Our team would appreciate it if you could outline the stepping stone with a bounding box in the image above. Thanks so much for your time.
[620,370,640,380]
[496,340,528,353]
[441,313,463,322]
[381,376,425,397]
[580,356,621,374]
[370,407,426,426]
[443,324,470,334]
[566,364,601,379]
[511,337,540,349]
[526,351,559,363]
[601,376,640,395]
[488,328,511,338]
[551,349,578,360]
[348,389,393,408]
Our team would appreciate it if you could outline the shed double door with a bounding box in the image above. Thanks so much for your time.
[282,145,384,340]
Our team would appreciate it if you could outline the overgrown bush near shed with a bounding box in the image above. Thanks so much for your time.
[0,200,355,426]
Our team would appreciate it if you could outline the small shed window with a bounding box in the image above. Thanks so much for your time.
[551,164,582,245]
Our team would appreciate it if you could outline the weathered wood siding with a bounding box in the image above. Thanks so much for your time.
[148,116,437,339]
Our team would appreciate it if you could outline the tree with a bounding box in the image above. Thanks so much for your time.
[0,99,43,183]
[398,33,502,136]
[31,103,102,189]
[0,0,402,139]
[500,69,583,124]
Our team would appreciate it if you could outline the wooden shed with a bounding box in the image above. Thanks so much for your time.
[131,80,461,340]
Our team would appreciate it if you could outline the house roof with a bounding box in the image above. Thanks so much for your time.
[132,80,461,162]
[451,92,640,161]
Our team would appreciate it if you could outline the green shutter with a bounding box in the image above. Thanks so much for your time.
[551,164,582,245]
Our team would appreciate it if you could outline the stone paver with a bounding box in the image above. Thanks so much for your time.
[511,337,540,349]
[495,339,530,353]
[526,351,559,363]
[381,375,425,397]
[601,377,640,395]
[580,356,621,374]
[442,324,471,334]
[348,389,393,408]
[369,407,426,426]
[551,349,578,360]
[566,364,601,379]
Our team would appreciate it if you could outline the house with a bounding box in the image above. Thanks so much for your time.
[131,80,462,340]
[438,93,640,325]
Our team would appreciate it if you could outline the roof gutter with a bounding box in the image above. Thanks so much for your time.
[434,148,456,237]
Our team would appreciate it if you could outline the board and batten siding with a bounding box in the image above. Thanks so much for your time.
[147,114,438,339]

> Exercise
Write out every entry above, word for word.

> Output below
Our team would appreciate it if you could outline the stepping stone with a bounding box in the image above. Thanks so much for your time.
[620,370,640,380]
[496,340,528,353]
[441,313,463,322]
[381,376,425,397]
[580,356,621,374]
[370,407,426,426]
[443,324,470,334]
[566,364,601,379]
[511,337,540,349]
[526,351,559,363]
[601,376,640,395]
[488,328,511,338]
[551,349,578,360]
[348,389,393,408]
Our team would appreciate it if you could outline the shed double door with a bounding box in the image above. Thanks so much for your time.
[282,145,384,340]
Our team would appreciate it if you could outline the overgrown bush near shed with a bounding box in the image above. Thanks so much for your time.
[0,200,355,426]
Our team would appreciate it if you could outline the small shed window with a bounding box in the image above. Thanks so much for your time.
[551,164,582,245]
Our team would appreciate it if you could outline the weathered wood siding with a bounding box in the image above. Thanks so much for your time.
[148,116,437,339]
Our team would appreciate it if you could outline the tree with a bounding box in the image above. Thanks so much for your time.
[0,99,43,183]
[398,33,502,136]
[31,103,102,189]
[0,0,402,139]
[500,69,583,124]
Our team would appreciate it if you could outline the wooden shed with a bounding box in the image above. Thanks so much for your time.
[131,80,461,340]
Our team would appreciate it if you could outline the house roof with a bounding box in the image above. Thanks so much for your time.
[132,80,461,162]
[451,92,640,161]
Our team would appreciate it if you could outline the green shutter with a bounding box in the image above. Thanks so much for your time.
[551,164,582,245]
Our team would appreciate it if you could outline the stone paver with a bounding box in the image above. Thanks so much for your time.
[511,337,540,349]
[495,339,530,353]
[526,351,559,363]
[381,375,425,397]
[601,377,640,395]
[580,356,621,374]
[442,324,471,334]
[348,389,393,408]
[369,407,426,426]
[551,349,578,360]
[566,364,601,379]
Our team would appreciate it if you could outline the house with a bounding box in the image above. Thanks so much for your time.
[131,80,462,340]
[438,93,640,325]
Our team would appreciate it if you could outline the roof gutter with a bounding box in the image above. Thanks so much for your time.
[434,148,456,237]
Our team would appreciate it if you could outline the board and batten siding with a bounding box in the image above. Thanks so much for your time.
[147,114,438,339]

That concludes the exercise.